** Exercise task **
Convert the records below into a two-column CSV with the header columns "prompt" and "response", one row for each request. Put the request text and its full answer each in a single quoted field, and replace every line break with a space.

** Data to process **
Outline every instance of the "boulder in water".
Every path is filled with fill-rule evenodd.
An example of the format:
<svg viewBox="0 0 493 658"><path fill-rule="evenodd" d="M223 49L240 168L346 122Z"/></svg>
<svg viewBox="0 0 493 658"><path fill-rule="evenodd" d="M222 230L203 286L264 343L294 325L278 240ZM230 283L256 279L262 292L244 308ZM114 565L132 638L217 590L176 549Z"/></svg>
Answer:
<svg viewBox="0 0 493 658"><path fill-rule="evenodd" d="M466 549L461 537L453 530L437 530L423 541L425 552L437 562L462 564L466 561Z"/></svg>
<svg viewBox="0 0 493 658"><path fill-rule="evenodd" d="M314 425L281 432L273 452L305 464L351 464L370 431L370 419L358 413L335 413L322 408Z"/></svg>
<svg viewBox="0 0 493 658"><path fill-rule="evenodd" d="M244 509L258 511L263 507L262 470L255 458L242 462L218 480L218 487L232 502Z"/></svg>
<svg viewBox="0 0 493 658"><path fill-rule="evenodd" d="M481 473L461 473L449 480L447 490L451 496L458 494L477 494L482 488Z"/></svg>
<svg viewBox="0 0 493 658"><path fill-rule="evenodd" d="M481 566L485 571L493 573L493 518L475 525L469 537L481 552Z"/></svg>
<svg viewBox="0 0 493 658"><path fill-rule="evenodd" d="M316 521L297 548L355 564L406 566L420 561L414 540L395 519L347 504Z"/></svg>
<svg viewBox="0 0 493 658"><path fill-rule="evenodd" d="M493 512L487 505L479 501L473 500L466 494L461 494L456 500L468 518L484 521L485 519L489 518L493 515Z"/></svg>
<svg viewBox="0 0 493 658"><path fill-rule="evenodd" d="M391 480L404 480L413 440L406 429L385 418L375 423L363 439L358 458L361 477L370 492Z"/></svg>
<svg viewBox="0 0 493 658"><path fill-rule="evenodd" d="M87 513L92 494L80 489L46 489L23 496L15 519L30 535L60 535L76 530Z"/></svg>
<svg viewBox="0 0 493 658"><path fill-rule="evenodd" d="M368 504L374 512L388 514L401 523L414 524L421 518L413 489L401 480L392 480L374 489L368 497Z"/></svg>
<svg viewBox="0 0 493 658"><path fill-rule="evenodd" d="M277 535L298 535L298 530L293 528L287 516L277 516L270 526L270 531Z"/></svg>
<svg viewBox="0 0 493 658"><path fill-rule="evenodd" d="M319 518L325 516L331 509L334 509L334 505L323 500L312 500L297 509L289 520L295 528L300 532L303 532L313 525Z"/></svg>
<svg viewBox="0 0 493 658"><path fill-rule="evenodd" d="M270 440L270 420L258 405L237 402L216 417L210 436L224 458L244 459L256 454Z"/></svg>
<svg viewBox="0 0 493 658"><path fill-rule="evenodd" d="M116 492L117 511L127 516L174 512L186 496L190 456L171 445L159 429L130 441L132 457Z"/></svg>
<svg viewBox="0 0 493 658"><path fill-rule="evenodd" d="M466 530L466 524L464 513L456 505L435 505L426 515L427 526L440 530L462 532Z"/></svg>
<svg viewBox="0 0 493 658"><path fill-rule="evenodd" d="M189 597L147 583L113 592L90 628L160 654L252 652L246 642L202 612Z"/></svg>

** Answer in full **
prompt,response
"Outline every instance of the ""boulder in water"". Every path is filled with fill-rule evenodd. An example of the format: <svg viewBox=""0 0 493 658""><path fill-rule=""evenodd"" d=""M223 49L240 168L346 122Z""/></svg> <svg viewBox=""0 0 493 658""><path fill-rule=""evenodd"" d=""M222 230L203 286L264 343L294 325L278 240ZM230 283L256 279L262 292L244 308ZM114 565L132 638L217 590L176 549Z""/></svg> Answer:","<svg viewBox=""0 0 493 658""><path fill-rule=""evenodd"" d=""M466 549L461 537L453 530L437 530L423 541L425 552L437 562L462 564L466 561Z""/></svg> <svg viewBox=""0 0 493 658""><path fill-rule=""evenodd"" d=""M314 425L281 432L273 452L305 464L351 464L370 431L370 419L358 413L335 413L322 408Z""/></svg> <svg viewBox=""0 0 493 658""><path fill-rule=""evenodd"" d=""M244 509L258 511L263 507L262 470L255 458L242 462L218 480L218 487L232 502Z""/></svg> <svg viewBox=""0 0 493 658""><path fill-rule=""evenodd"" d=""M481 473L461 473L449 480L447 490L451 496L458 494L477 494L482 488Z""/></svg> <svg viewBox=""0 0 493 658""><path fill-rule=""evenodd"" d=""M481 566L485 571L493 573L493 518L475 525L469 537L481 552Z""/></svg> <svg viewBox=""0 0 493 658""><path fill-rule=""evenodd"" d=""M316 521L297 548L355 564L406 566L420 561L414 540L395 519L347 504Z""/></svg> <svg viewBox=""0 0 493 658""><path fill-rule=""evenodd"" d=""M493 512L487 505L479 501L473 500L466 494L461 494L456 500L468 518L484 521L485 519L489 518L493 515Z""/></svg> <svg viewBox=""0 0 493 658""><path fill-rule=""evenodd"" d=""M391 480L404 480L413 440L406 429L385 418L375 423L363 439L358 458L361 477L370 492Z""/></svg> <svg viewBox=""0 0 493 658""><path fill-rule=""evenodd"" d=""M87 513L92 494L80 489L46 489L23 496L15 519L30 535L60 535L76 530Z""/></svg> <svg viewBox=""0 0 493 658""><path fill-rule=""evenodd"" d=""M368 504L374 512L388 514L401 523L414 524L421 518L413 489L401 480L392 480L374 489L368 497Z""/></svg> <svg viewBox=""0 0 493 658""><path fill-rule=""evenodd"" d=""M277 535L298 535L298 530L293 528L287 516L277 516L270 526L270 531Z""/></svg> <svg viewBox=""0 0 493 658""><path fill-rule=""evenodd"" d=""M319 518L325 516L331 509L334 509L334 505L323 500L312 500L297 509L289 520L295 528L300 532L303 532L313 525Z""/></svg> <svg viewBox=""0 0 493 658""><path fill-rule=""evenodd"" d=""M270 440L270 420L258 405L237 402L216 417L210 436L224 458L244 459L256 454Z""/></svg> <svg viewBox=""0 0 493 658""><path fill-rule=""evenodd"" d=""M116 492L117 511L127 516L174 512L186 496L190 456L171 445L159 429L130 441L132 457Z""/></svg> <svg viewBox=""0 0 493 658""><path fill-rule=""evenodd"" d=""M466 530L466 524L464 513L456 505L435 505L426 515L427 526L440 530L462 532Z""/></svg> <svg viewBox=""0 0 493 658""><path fill-rule=""evenodd"" d=""M189 597L147 583L113 592L90 628L160 654L252 652L246 642L202 612Z""/></svg>"